Maggie; Or, A Man and a Woman Walk into a Bar – Katie Yee

Published By: Brazen
Pages: 224
Released On: 24/07/2025

A man and a woman walk into a restaurant. The woman expects a lovely night filled with endless plates of samosas. Instead, she finds out her husband is having an affair with a woman named Maggie.

A short while after, her chest starts to ache. She walks into an examination room, where she finds out the pain in her breast isn’t just heartbreak-it’s cancer. She decides to call the tumor Maggie.

Unfolding in fragments over the course of the ensuing months, Maggie; Or, a Man and a Woman Walk Into a Bar follows the narrator as she embarks on a journey of grief, healing, and reclamation. She starts talking to Maggie (the tumor), getting acquainted with her body’s new inhabitant. She overgenerously creates a “Guide to My Husband: A User’s Manual” for Maggie (the other woman), hoping to ease the process of discovering her ex-husband’s whims and quirks. She turns her children’s bedtime stories into retellings of Chinese folklore passed down by her own mother, in an attempt to make them fall in love with their shared culture-and to maybe save herself in the process.

PROBLEM ::
Translate into Spanish this sentence from the book description above: "The woman expects a lovely night filled with endless plates of samosas."

INFORMATION GIVEN ::
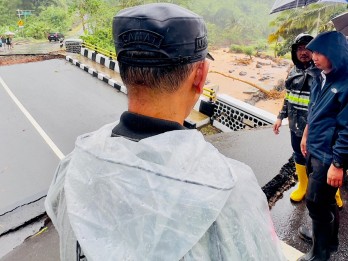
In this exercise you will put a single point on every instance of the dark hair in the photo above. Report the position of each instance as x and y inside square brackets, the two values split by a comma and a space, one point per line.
[160, 79]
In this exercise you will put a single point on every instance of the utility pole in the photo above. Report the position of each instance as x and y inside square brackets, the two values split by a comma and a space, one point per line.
[20, 22]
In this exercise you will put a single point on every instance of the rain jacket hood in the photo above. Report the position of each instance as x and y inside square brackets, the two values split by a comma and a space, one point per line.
[300, 39]
[158, 198]
[334, 46]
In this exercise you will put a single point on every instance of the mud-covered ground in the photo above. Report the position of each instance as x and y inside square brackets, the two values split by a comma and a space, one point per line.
[23, 58]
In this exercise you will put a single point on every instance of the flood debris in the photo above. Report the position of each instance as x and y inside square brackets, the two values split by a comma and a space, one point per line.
[285, 179]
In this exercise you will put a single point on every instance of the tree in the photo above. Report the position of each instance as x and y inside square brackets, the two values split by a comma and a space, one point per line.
[313, 20]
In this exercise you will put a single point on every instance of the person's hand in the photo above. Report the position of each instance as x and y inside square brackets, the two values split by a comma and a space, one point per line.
[276, 126]
[335, 176]
[303, 144]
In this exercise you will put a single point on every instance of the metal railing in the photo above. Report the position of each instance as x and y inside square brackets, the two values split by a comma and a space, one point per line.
[109, 54]
[209, 92]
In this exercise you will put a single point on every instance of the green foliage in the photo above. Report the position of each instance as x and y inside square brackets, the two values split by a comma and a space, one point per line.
[236, 48]
[101, 38]
[312, 19]
[51, 19]
[248, 50]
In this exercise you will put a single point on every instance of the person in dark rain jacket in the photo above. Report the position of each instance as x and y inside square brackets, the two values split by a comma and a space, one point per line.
[325, 141]
[295, 107]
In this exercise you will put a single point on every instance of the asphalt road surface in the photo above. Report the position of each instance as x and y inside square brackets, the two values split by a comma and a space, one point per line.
[44, 107]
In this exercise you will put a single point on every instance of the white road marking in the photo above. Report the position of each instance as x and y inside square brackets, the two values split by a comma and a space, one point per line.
[43, 134]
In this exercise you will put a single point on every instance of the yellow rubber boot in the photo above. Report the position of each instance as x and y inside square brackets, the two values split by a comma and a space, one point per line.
[298, 194]
[339, 201]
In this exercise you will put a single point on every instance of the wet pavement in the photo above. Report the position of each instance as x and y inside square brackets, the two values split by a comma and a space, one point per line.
[26, 47]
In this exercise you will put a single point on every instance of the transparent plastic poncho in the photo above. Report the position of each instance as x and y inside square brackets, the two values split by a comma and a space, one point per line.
[169, 197]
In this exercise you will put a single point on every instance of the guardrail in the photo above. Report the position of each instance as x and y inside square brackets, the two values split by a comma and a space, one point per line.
[111, 55]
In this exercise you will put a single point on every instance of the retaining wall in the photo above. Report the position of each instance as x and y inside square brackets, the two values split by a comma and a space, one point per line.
[230, 114]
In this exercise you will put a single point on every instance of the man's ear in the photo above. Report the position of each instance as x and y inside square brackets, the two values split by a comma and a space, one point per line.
[201, 73]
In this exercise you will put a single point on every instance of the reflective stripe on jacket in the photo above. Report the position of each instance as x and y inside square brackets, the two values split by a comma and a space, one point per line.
[295, 106]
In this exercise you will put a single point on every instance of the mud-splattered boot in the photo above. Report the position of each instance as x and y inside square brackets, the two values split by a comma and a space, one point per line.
[320, 250]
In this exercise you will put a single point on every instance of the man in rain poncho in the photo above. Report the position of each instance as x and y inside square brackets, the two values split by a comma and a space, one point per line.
[146, 188]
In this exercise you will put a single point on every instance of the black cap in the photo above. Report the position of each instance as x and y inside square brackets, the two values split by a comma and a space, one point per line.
[302, 39]
[179, 35]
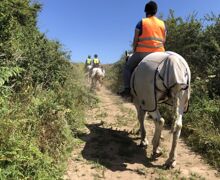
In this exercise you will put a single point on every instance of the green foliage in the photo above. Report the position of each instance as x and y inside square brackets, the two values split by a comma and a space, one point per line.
[43, 97]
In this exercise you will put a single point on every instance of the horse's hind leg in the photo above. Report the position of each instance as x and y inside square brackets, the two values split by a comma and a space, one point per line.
[179, 102]
[159, 122]
[141, 116]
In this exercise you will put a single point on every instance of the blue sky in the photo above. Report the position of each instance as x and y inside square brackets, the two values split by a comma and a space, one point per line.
[106, 27]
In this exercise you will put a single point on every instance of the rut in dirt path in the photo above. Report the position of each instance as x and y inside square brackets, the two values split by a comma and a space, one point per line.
[105, 153]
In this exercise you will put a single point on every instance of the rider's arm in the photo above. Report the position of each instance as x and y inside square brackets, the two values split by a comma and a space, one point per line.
[138, 32]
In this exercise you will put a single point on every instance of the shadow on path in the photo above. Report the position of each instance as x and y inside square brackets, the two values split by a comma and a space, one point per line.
[113, 149]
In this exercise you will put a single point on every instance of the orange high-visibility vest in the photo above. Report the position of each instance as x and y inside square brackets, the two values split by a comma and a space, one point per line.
[153, 35]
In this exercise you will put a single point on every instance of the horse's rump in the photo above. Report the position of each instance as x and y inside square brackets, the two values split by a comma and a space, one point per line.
[170, 67]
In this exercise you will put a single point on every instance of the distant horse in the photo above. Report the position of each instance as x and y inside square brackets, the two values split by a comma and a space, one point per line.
[88, 69]
[161, 77]
[97, 75]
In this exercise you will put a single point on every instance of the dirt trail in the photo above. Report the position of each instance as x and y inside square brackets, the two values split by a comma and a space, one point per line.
[105, 153]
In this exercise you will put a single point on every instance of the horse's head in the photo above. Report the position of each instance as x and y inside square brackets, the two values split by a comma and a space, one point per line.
[127, 55]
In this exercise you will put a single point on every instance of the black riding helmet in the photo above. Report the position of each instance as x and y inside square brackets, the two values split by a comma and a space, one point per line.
[151, 8]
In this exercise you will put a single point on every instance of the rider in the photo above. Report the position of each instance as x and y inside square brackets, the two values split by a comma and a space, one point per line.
[96, 61]
[88, 60]
[150, 35]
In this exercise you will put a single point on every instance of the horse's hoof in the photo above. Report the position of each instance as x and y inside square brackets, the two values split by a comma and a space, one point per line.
[154, 156]
[143, 145]
[170, 164]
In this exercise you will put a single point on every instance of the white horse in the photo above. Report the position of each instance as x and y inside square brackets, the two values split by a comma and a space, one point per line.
[161, 77]
[97, 75]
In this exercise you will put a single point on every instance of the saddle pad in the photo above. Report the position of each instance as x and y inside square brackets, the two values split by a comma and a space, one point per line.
[171, 68]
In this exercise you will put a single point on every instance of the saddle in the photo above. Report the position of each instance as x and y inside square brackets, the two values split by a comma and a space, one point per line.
[170, 67]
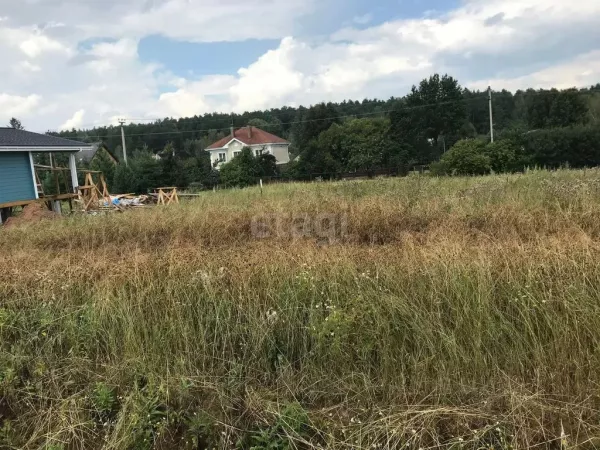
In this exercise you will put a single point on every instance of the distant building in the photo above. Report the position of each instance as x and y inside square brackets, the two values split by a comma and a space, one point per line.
[259, 141]
[99, 148]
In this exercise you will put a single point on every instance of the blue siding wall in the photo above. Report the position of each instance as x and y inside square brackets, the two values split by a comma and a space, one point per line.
[15, 177]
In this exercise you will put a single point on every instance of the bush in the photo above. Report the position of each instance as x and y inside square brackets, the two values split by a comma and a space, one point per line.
[576, 147]
[467, 157]
[503, 155]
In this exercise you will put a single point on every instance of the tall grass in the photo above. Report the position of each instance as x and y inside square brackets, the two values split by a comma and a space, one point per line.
[460, 312]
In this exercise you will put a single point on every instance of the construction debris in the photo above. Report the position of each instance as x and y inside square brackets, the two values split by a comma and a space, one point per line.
[130, 200]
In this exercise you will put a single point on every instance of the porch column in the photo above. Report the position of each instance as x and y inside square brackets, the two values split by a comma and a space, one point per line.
[73, 170]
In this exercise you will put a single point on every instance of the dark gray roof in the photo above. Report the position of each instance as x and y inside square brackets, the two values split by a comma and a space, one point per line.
[10, 137]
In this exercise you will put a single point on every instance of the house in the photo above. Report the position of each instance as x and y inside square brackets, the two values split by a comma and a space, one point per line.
[97, 150]
[18, 186]
[259, 141]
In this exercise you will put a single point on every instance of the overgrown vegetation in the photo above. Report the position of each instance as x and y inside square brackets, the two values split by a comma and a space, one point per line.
[446, 312]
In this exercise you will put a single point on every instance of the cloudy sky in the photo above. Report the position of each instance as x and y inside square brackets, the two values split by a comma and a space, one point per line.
[80, 63]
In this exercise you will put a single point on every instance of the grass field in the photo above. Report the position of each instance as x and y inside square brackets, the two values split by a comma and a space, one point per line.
[417, 312]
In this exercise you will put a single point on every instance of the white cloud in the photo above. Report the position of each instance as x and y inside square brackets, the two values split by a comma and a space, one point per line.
[74, 122]
[37, 44]
[583, 70]
[49, 79]
[364, 19]
[26, 66]
[15, 105]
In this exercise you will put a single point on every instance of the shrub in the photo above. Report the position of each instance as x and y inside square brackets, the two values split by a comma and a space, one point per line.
[576, 146]
[467, 157]
[503, 155]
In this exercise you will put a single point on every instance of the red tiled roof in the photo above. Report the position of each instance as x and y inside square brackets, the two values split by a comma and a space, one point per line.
[242, 134]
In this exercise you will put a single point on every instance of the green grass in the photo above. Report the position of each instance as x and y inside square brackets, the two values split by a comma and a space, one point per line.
[454, 313]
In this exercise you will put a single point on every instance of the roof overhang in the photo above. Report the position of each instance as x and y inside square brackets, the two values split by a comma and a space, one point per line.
[45, 149]
[221, 148]
[247, 145]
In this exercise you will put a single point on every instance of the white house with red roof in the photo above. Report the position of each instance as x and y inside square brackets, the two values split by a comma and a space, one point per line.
[259, 141]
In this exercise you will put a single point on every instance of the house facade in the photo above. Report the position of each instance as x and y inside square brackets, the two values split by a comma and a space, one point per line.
[259, 141]
[18, 184]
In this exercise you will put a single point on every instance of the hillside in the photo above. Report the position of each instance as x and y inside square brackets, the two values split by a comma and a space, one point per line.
[417, 312]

ANSWER BOX ::
La mujer espera una noche encantadora llena de interminables platos de samosas.